Assignment:
Check each line of the material, and show the ones that include the word "below".

━━━━━ Provided records ━━━━━

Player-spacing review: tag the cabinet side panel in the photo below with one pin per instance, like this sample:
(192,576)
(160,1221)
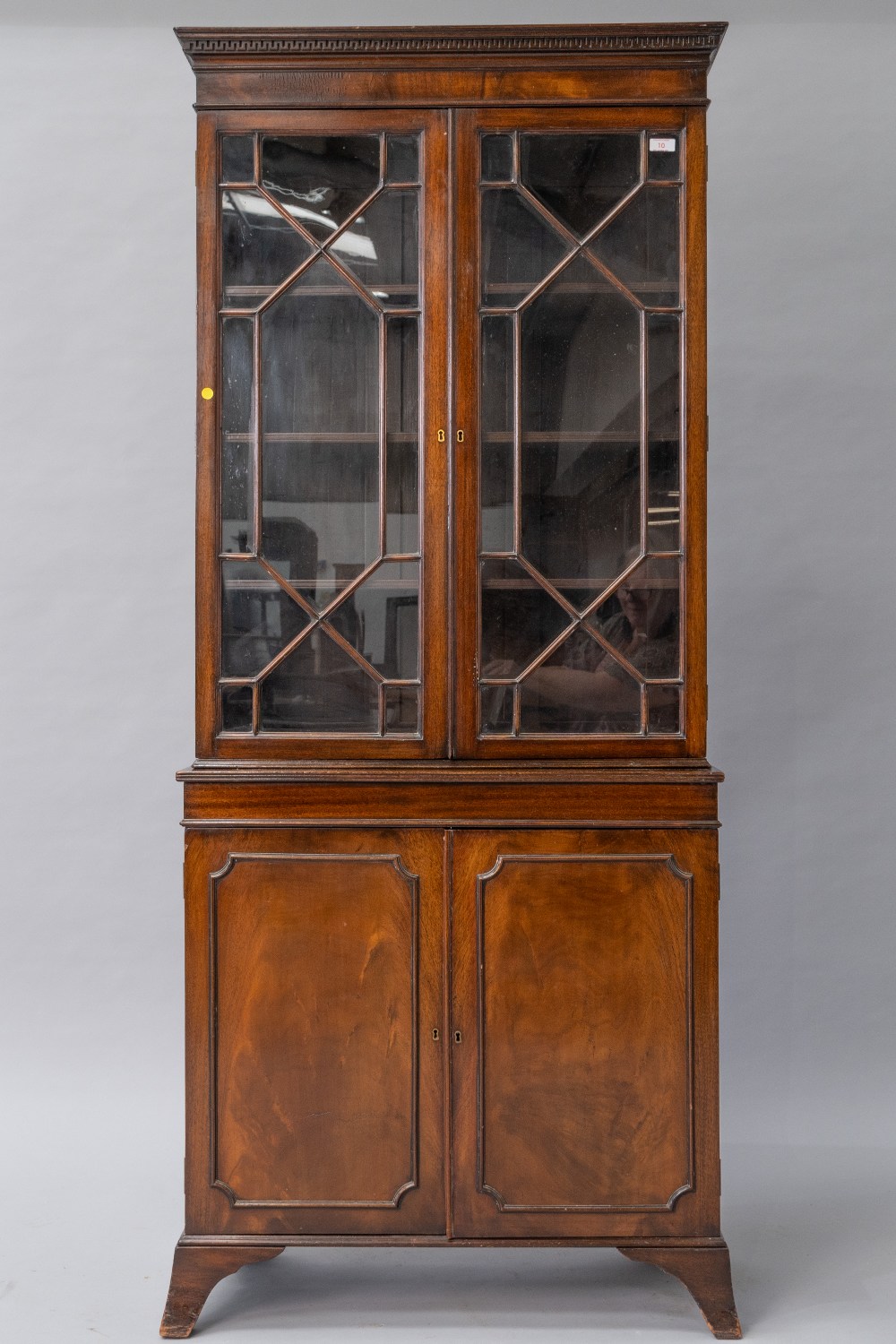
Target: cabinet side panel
(314,983)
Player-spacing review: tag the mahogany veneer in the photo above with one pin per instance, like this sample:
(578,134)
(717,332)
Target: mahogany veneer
(452,897)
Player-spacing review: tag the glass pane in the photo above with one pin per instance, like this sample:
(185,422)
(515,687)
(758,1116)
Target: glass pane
(320,456)
(319,688)
(402,710)
(236,496)
(382,249)
(495,710)
(381,620)
(257,618)
(402,159)
(664,156)
(664,429)
(237,158)
(519,247)
(258,247)
(320,513)
(581,690)
(581,177)
(237,425)
(641,620)
(320,358)
(664,709)
(581,411)
(641,246)
(519,618)
(237,370)
(322,180)
(237,709)
(402,444)
(495,417)
(497,159)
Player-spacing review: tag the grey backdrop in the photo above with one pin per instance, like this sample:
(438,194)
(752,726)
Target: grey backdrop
(97,374)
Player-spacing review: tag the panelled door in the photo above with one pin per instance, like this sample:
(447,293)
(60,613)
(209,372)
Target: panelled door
(323,580)
(581,432)
(582,969)
(314,1008)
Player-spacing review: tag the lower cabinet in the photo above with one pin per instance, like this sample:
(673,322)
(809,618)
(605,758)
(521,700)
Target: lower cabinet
(469,1034)
(314,986)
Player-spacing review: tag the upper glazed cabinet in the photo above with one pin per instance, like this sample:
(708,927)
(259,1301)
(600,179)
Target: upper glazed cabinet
(452,427)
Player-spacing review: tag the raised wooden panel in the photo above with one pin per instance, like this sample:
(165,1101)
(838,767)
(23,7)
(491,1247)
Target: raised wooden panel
(322,991)
(314,1010)
(575,1090)
(583,1021)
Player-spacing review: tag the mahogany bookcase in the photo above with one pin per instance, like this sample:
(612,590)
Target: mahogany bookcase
(452,838)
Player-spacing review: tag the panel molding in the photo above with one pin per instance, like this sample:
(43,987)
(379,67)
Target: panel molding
(482,879)
(215,879)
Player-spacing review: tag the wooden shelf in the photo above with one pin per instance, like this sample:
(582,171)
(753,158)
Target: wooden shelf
(319,290)
(325,437)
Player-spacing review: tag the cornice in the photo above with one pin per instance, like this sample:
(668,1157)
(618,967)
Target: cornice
(220,46)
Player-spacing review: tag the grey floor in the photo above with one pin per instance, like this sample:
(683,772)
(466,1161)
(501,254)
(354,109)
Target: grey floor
(91,1209)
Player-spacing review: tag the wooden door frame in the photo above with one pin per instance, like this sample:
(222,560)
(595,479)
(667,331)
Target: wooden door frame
(465,365)
(694,1210)
(418,854)
(433,125)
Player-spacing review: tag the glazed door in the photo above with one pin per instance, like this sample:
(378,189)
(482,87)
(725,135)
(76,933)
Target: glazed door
(581,435)
(583,1046)
(323,435)
(314,1011)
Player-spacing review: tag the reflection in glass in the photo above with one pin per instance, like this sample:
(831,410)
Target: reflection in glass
(402,159)
(581,688)
(237,419)
(258,249)
(387,605)
(581,410)
(237,375)
(322,180)
(495,710)
(519,618)
(581,177)
(497,159)
(389,265)
(664,709)
(237,709)
(320,511)
(641,246)
(257,618)
(237,158)
(664,429)
(320,358)
(402,444)
(641,620)
(578,507)
(495,419)
(330,632)
(319,688)
(402,710)
(519,247)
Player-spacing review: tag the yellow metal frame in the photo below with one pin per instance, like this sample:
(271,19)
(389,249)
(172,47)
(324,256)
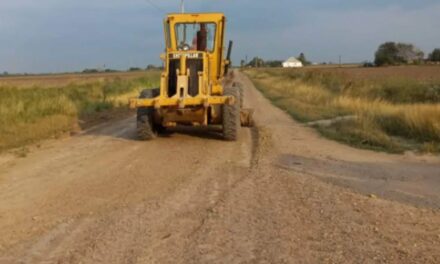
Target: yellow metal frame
(210,80)
(182,103)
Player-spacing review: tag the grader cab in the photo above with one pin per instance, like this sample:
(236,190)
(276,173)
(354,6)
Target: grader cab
(195,87)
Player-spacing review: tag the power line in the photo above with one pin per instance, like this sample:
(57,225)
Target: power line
(155,6)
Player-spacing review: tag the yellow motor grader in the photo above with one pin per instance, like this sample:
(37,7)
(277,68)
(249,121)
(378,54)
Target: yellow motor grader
(196,88)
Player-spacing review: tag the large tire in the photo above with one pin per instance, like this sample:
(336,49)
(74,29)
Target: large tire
(231,115)
(146,128)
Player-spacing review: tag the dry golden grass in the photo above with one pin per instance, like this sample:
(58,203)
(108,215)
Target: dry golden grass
(58,80)
(393,113)
(29,113)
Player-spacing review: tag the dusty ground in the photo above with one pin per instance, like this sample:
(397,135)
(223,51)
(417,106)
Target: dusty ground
(281,194)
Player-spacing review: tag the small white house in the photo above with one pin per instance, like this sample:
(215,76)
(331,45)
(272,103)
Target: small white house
(292,62)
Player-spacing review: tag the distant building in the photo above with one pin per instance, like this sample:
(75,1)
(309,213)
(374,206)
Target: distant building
(292,63)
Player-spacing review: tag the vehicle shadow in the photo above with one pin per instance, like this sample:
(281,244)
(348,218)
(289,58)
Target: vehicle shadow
(126,130)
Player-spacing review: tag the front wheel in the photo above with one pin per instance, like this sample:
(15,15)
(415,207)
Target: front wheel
(231,115)
(146,128)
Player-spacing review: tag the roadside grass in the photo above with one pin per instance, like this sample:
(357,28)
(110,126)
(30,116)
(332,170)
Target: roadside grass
(31,114)
(392,114)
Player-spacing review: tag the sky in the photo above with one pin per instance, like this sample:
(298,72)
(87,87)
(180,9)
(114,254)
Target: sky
(71,35)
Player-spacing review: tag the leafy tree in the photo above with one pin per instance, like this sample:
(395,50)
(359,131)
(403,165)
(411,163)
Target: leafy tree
(391,53)
(302,58)
(435,55)
(256,62)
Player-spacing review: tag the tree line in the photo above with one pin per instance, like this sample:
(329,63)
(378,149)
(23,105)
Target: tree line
(392,53)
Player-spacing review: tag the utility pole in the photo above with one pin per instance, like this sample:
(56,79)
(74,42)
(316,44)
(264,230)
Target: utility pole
(182,6)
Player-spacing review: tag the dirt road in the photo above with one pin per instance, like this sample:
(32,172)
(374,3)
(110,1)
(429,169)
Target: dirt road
(282,194)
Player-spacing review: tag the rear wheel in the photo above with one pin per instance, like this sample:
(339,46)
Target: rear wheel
(231,114)
(146,128)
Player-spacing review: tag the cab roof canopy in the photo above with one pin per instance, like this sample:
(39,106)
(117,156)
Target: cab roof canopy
(196,17)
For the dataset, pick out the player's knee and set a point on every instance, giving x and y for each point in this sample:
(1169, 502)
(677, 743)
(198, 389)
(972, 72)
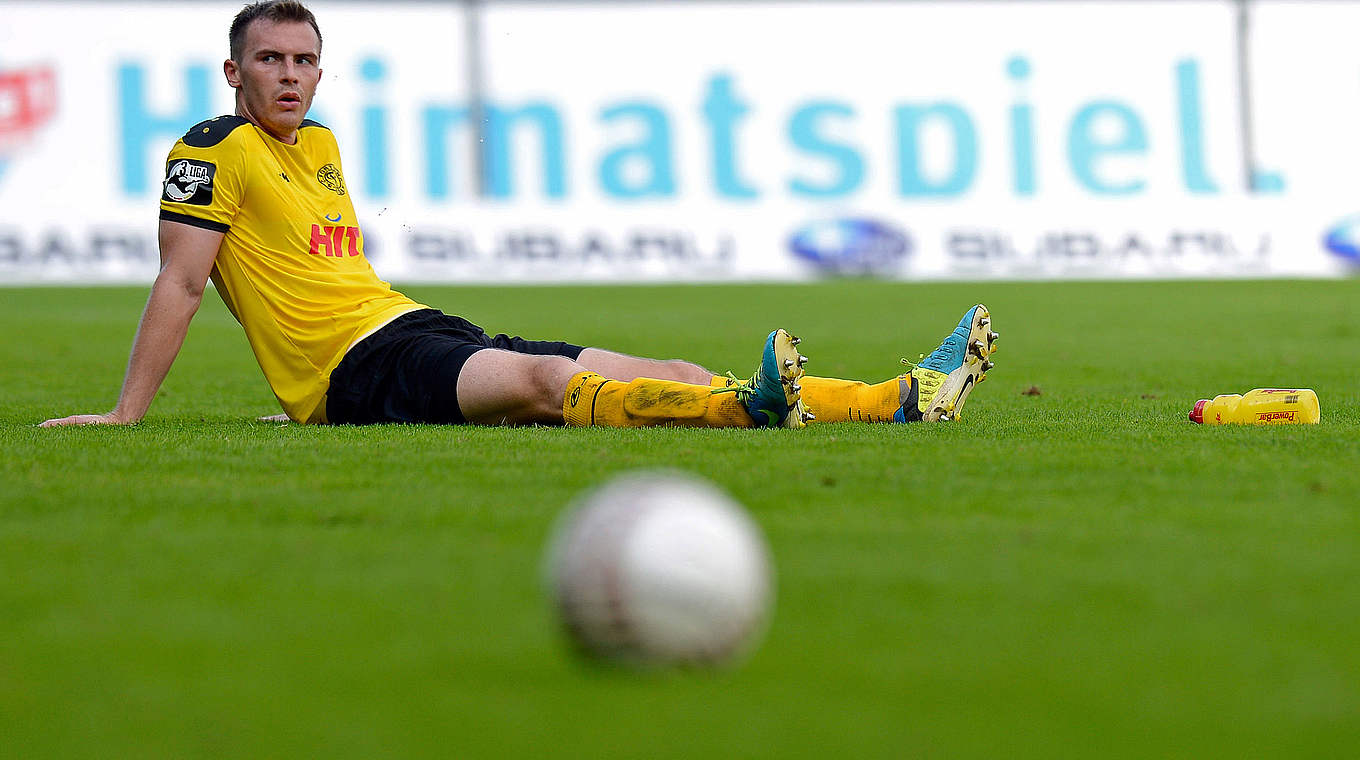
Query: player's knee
(687, 371)
(548, 384)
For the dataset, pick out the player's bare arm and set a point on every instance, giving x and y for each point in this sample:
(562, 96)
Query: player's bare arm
(187, 256)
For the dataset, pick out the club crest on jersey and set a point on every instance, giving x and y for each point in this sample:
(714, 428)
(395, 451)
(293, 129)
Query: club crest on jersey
(329, 177)
(189, 181)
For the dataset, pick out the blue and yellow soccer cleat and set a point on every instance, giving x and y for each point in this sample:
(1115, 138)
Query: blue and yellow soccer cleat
(943, 381)
(771, 396)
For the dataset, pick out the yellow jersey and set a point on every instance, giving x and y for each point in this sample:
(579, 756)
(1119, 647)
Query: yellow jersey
(291, 267)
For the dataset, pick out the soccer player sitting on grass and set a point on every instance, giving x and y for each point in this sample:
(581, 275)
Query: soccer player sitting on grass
(257, 201)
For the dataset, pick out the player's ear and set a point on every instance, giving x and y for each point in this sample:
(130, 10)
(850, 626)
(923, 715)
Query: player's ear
(233, 72)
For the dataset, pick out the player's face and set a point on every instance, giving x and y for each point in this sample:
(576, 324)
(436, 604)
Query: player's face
(276, 76)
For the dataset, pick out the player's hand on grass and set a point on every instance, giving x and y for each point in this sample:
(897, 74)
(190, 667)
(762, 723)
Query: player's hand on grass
(109, 418)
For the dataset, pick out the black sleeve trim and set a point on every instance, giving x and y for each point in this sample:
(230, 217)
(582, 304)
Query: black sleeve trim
(208, 133)
(193, 220)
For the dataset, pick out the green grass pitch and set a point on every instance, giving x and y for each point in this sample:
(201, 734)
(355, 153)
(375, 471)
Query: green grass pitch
(1079, 573)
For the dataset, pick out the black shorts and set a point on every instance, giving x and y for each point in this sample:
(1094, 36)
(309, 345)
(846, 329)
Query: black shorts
(408, 370)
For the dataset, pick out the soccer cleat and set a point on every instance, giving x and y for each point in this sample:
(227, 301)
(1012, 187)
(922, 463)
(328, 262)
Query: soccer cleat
(943, 381)
(771, 396)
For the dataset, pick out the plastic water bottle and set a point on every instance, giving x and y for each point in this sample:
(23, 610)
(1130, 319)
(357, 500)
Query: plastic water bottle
(1264, 405)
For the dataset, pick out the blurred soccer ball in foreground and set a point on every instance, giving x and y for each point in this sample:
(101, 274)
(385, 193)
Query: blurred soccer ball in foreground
(660, 567)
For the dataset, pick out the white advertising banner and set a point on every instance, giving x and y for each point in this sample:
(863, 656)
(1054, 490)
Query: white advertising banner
(688, 140)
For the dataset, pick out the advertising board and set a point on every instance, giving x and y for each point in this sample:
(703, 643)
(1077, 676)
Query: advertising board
(703, 140)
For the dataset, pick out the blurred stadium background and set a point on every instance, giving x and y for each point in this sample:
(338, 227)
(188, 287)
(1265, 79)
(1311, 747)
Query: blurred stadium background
(1073, 570)
(491, 142)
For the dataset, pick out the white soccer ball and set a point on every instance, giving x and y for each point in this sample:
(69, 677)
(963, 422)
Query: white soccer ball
(660, 567)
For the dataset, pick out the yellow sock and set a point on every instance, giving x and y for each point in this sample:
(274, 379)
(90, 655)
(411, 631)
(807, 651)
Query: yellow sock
(838, 401)
(595, 400)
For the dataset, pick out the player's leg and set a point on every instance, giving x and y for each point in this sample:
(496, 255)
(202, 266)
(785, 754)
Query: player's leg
(936, 389)
(497, 386)
(624, 367)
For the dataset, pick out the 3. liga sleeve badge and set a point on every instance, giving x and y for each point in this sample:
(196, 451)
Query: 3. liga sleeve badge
(189, 181)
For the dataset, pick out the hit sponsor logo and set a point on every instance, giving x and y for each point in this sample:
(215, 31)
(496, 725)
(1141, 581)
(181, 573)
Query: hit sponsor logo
(333, 239)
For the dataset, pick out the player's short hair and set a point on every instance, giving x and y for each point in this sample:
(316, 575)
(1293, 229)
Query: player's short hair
(272, 11)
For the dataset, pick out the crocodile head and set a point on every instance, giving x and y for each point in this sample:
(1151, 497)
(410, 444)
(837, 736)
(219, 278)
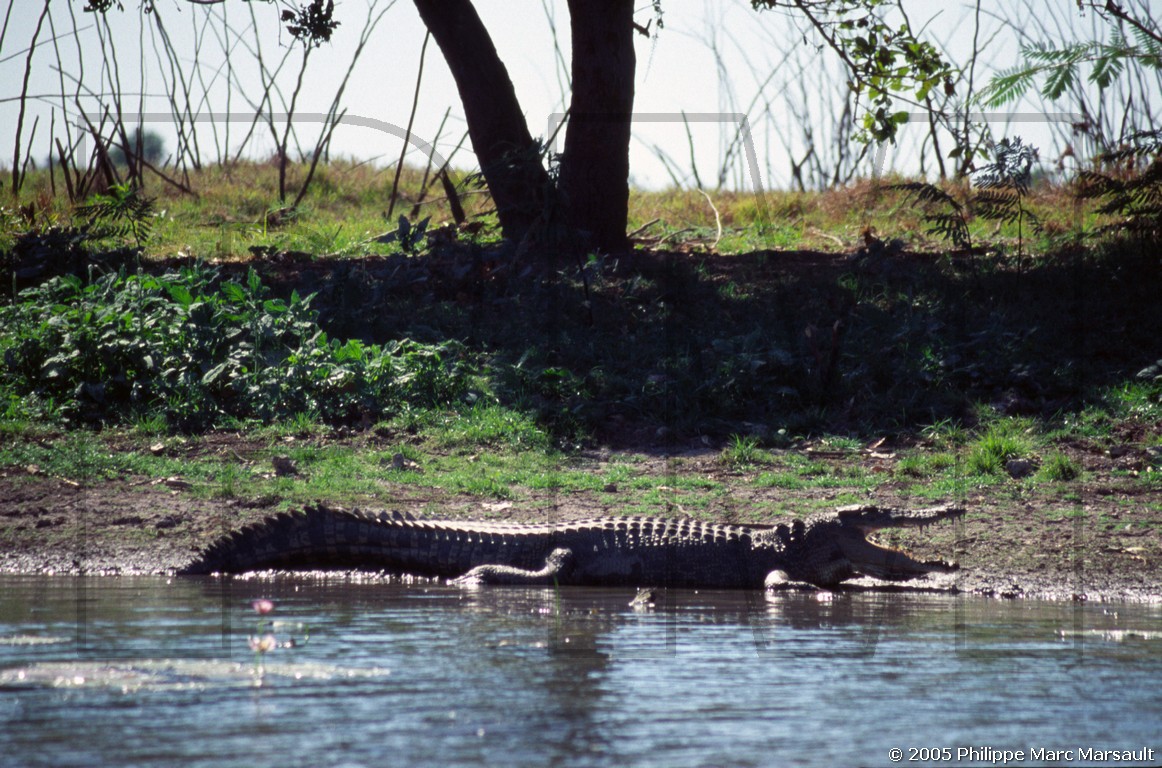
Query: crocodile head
(827, 550)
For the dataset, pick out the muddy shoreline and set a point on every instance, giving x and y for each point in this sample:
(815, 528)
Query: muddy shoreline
(124, 528)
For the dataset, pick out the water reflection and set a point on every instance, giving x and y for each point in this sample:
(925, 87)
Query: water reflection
(153, 672)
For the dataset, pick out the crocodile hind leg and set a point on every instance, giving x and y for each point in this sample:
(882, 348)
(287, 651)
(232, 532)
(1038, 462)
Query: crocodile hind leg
(557, 565)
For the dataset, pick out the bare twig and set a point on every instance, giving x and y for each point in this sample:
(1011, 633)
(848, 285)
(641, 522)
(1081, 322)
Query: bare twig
(411, 117)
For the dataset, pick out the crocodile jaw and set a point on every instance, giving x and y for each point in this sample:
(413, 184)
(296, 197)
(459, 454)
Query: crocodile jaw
(889, 564)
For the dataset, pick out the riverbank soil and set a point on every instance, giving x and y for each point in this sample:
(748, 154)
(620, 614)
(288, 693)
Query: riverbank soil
(1098, 539)
(744, 388)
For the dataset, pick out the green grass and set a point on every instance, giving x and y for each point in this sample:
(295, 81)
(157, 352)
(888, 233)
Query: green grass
(1002, 442)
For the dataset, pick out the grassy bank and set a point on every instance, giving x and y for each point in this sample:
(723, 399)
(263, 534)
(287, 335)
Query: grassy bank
(746, 324)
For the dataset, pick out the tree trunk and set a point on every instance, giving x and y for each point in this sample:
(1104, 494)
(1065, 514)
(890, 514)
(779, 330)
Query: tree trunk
(508, 157)
(595, 167)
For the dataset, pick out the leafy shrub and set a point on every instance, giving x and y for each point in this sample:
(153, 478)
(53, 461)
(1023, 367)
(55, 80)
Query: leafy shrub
(205, 352)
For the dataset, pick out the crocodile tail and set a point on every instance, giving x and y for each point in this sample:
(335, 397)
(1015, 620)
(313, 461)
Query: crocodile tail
(316, 537)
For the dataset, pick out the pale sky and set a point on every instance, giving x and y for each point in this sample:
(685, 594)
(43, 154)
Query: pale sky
(712, 58)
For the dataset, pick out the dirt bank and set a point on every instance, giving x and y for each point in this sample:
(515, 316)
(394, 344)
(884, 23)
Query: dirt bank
(1100, 539)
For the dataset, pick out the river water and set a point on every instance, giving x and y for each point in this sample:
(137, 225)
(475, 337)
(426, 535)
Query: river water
(156, 672)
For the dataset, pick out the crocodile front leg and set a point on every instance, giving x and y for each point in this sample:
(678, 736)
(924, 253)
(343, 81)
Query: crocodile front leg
(557, 565)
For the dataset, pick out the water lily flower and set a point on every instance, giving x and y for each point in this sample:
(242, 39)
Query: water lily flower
(264, 644)
(263, 607)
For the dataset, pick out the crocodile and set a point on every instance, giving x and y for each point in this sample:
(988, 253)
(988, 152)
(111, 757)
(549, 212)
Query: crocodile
(822, 550)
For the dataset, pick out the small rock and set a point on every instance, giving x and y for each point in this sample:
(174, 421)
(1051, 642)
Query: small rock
(1018, 468)
(285, 466)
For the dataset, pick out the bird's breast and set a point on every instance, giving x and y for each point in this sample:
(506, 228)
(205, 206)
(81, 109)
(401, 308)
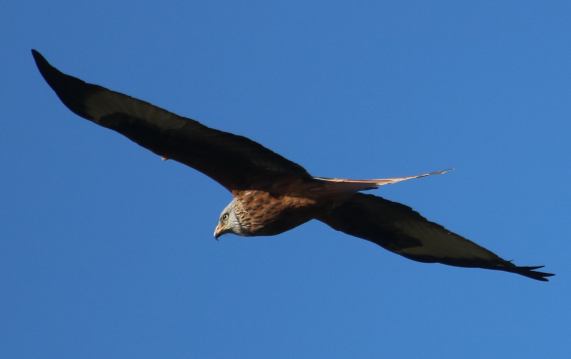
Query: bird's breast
(265, 214)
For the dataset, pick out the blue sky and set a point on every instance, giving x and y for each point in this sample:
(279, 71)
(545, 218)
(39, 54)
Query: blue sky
(107, 252)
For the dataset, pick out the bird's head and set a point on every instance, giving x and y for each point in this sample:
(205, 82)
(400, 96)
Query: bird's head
(229, 221)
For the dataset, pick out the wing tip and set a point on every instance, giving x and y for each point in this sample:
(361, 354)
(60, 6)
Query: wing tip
(530, 272)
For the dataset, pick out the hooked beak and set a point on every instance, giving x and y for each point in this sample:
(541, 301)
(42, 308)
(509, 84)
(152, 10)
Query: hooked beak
(218, 231)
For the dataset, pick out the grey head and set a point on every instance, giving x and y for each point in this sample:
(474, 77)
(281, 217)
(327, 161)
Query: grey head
(229, 221)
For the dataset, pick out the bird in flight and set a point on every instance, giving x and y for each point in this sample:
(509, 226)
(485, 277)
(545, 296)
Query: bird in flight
(272, 194)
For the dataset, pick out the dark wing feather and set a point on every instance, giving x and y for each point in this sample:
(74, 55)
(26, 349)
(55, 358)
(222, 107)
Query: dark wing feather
(234, 161)
(402, 230)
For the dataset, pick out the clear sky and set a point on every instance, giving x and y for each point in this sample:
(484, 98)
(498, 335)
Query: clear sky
(107, 252)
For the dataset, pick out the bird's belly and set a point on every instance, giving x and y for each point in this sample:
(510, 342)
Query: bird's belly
(269, 215)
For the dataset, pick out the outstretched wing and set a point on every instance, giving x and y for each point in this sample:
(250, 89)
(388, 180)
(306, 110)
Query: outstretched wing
(236, 162)
(404, 231)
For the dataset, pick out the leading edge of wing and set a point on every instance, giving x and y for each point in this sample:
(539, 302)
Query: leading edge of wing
(234, 161)
(402, 230)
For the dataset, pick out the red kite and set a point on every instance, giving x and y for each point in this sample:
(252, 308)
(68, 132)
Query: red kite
(272, 194)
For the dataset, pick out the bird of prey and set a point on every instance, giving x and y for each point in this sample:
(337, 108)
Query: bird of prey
(272, 194)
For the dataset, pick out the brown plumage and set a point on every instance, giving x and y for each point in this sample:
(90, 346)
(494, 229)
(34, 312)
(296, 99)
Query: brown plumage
(272, 194)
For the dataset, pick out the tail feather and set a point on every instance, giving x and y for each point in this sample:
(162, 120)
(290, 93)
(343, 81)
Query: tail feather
(347, 184)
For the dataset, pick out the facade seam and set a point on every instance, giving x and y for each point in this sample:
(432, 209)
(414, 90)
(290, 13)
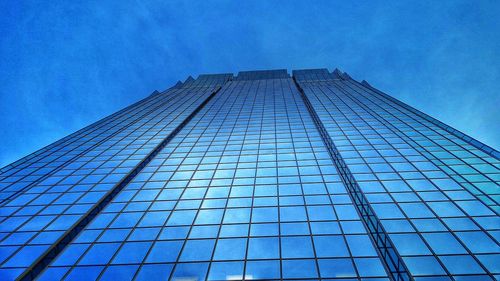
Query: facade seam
(42, 262)
(58, 168)
(468, 139)
(388, 253)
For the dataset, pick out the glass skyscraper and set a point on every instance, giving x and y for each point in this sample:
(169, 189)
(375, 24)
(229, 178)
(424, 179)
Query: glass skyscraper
(258, 176)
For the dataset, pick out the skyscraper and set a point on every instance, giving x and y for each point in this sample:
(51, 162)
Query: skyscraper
(259, 176)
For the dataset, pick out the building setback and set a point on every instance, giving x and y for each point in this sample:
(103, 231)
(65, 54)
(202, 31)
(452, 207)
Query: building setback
(259, 176)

━━━━━

Response box:
Player-spacing review: tag the cabinet side panel in the photo below with one pin per instance, like this sample:
Player-spacing review: tag the yellow metal frame in the photo below with one pin per instance, like this sample:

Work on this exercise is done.